**Énoncé de l'exercice**
D'après l'extrait sur le pendu, pourquoi ce personnage représente-t-il, pour les cabalistes juifs, une protestation contre le Sauveur reconnu par les chrétiens ? Répondez en une à trois phrases.

**Texte à étudier**
+ + +

Ce pendu c'est donc l'
adepte,
lié par ses engagements, spiritualisé ou les
pieds tournés vers le
ciel ; c'est aussi I'antique
Prométhée, subissant dans une torture immortelle
la peine de son glorieux larcin. C'est vulgairement Judas le
traître, et son supplice menace les
révélateurs du grand
arcane. Enfin, pour les
cabalistes juifs, ce pendu, qui correspond à leur
douzième dogme, celui du
Messie promis, est une protestation
contre le Sauveur reconnu par les chrétiens, et ils semblent
lui dire encore : Comment sauverais-tu les autres, toi qui n'as pu te
sauver toi-même ?
Dans le Sepher-Toldos-Jeschu, compilation rabbinique
antichrétienne, on trouve une singulière parabole
: Jeschu, dit le rabbin auteur de la
légende, voyageait avec
Simon Barjona et Judas l'
Iscariote. Ils arrivèrent tard et
fatigués à une maison isolée ; ils
avaient très faim et ne trouvèrent à
manger qu'une jeune oie fort petite et très maigre.

+ + +

(Entrées enregistrées)
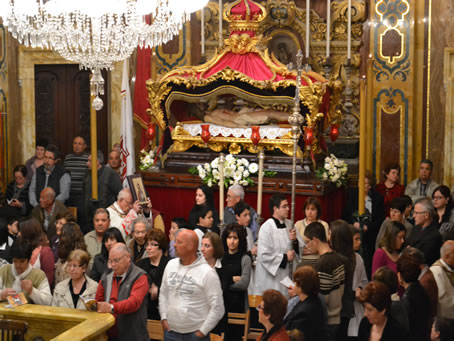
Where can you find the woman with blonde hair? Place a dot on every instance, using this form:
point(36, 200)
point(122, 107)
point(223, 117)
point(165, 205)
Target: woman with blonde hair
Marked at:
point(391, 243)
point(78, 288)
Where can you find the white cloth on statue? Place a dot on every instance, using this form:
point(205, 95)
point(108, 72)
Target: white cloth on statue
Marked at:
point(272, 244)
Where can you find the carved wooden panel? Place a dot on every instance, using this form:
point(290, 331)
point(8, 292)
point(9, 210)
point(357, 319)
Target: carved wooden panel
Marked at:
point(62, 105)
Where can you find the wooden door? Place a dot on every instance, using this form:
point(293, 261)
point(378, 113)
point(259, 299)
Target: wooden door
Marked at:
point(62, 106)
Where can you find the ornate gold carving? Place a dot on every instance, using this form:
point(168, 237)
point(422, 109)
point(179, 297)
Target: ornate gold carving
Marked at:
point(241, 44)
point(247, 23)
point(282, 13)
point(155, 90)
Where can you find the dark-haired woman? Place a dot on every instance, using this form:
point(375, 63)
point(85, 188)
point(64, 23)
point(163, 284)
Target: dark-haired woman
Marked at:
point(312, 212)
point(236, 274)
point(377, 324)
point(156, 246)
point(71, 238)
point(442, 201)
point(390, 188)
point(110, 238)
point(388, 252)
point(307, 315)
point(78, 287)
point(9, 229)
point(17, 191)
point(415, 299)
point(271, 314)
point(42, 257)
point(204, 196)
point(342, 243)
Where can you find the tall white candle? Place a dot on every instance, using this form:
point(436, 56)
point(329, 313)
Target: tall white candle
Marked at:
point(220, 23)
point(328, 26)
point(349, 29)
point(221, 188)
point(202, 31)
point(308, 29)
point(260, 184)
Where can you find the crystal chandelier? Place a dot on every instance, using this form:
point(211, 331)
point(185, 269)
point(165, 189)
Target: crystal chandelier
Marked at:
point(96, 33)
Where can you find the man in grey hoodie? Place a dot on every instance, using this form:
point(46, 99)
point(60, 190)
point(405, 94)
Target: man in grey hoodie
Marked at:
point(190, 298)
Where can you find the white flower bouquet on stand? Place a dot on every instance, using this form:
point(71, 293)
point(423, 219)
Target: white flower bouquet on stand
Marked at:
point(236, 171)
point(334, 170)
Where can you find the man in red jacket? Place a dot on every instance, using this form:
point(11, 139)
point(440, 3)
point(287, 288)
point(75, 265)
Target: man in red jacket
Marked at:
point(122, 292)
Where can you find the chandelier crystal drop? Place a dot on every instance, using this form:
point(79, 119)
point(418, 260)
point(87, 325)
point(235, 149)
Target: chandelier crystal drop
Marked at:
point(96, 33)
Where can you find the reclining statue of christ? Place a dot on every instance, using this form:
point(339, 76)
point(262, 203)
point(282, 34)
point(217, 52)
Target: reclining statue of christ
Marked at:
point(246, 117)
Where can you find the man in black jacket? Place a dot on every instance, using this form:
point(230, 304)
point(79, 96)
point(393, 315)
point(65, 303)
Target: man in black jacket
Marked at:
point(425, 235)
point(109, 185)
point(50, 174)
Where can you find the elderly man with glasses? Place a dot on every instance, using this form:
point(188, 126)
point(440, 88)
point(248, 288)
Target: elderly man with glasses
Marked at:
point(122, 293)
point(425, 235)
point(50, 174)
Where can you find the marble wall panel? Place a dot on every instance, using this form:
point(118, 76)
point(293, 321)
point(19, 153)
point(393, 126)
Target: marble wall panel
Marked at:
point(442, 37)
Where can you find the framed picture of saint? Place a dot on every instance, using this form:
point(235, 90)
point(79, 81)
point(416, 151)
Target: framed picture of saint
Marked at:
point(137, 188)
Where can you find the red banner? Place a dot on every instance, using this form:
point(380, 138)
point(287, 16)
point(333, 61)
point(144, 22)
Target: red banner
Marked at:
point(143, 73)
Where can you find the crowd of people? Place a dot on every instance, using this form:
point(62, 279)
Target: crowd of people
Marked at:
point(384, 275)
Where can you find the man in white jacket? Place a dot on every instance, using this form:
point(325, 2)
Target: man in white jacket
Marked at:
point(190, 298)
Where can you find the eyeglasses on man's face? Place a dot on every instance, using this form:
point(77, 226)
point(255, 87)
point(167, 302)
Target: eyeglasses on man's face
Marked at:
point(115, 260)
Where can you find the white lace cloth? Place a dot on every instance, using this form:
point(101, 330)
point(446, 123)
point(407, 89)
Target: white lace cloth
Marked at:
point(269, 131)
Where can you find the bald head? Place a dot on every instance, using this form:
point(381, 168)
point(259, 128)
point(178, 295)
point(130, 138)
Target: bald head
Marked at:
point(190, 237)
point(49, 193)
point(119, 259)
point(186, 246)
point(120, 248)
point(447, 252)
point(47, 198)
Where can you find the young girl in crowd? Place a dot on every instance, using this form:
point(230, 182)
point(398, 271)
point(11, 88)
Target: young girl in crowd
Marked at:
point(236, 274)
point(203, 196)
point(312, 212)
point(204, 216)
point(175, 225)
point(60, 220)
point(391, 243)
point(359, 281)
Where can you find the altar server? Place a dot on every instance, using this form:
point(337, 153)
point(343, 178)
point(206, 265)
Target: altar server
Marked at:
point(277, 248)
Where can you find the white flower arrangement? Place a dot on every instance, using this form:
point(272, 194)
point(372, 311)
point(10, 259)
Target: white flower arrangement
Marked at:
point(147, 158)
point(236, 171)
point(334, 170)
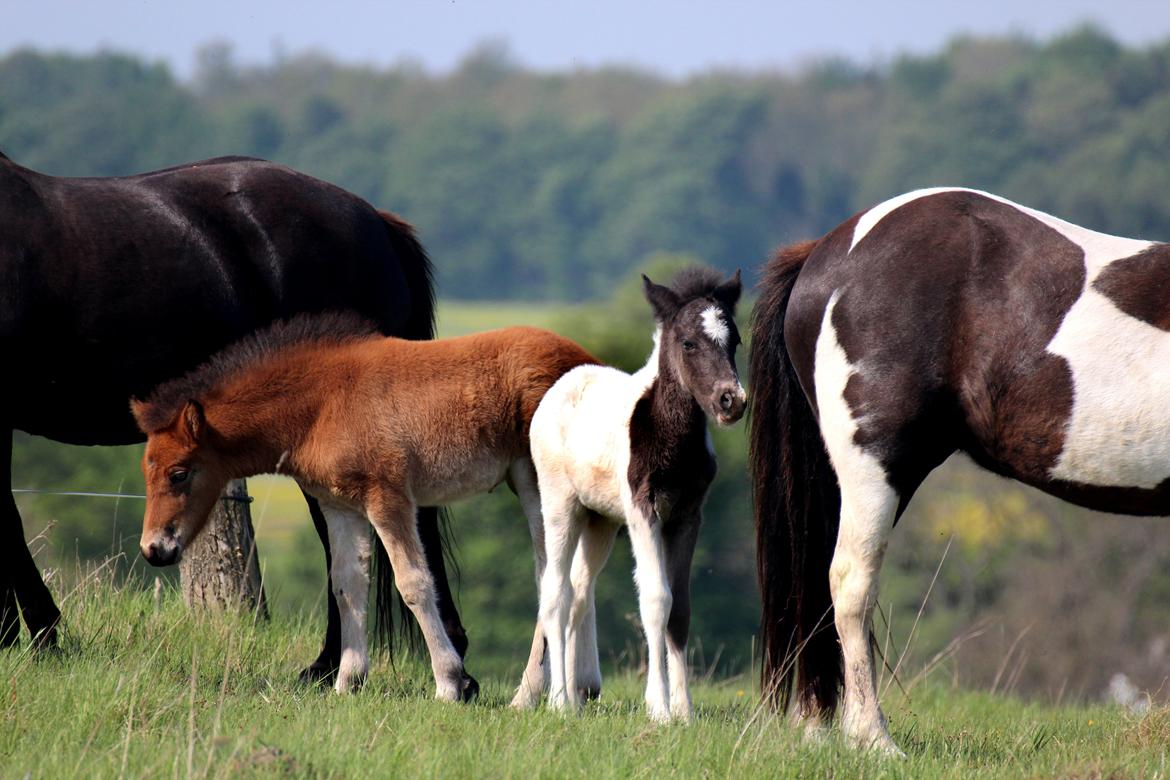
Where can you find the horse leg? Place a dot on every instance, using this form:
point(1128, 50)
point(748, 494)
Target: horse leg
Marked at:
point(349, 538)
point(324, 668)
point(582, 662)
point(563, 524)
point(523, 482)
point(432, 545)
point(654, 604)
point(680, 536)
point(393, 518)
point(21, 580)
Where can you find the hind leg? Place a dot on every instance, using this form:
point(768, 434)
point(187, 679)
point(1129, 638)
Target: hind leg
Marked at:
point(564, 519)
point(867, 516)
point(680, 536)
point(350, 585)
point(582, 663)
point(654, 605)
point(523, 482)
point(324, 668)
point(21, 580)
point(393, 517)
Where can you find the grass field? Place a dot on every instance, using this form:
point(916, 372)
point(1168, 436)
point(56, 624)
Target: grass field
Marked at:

+ + +

**Corrigé rédigé**
Pour les cabalistes juifs, le pendu correspond à leur douzième dogme, celui du Messie promis. Il leur sert ainsi à contester le Sauveur des chrétiens, auquel ils semblent encore dire : « Comment sauverais-tu les autres, toi qui n'as pu te sauver toi-même ? »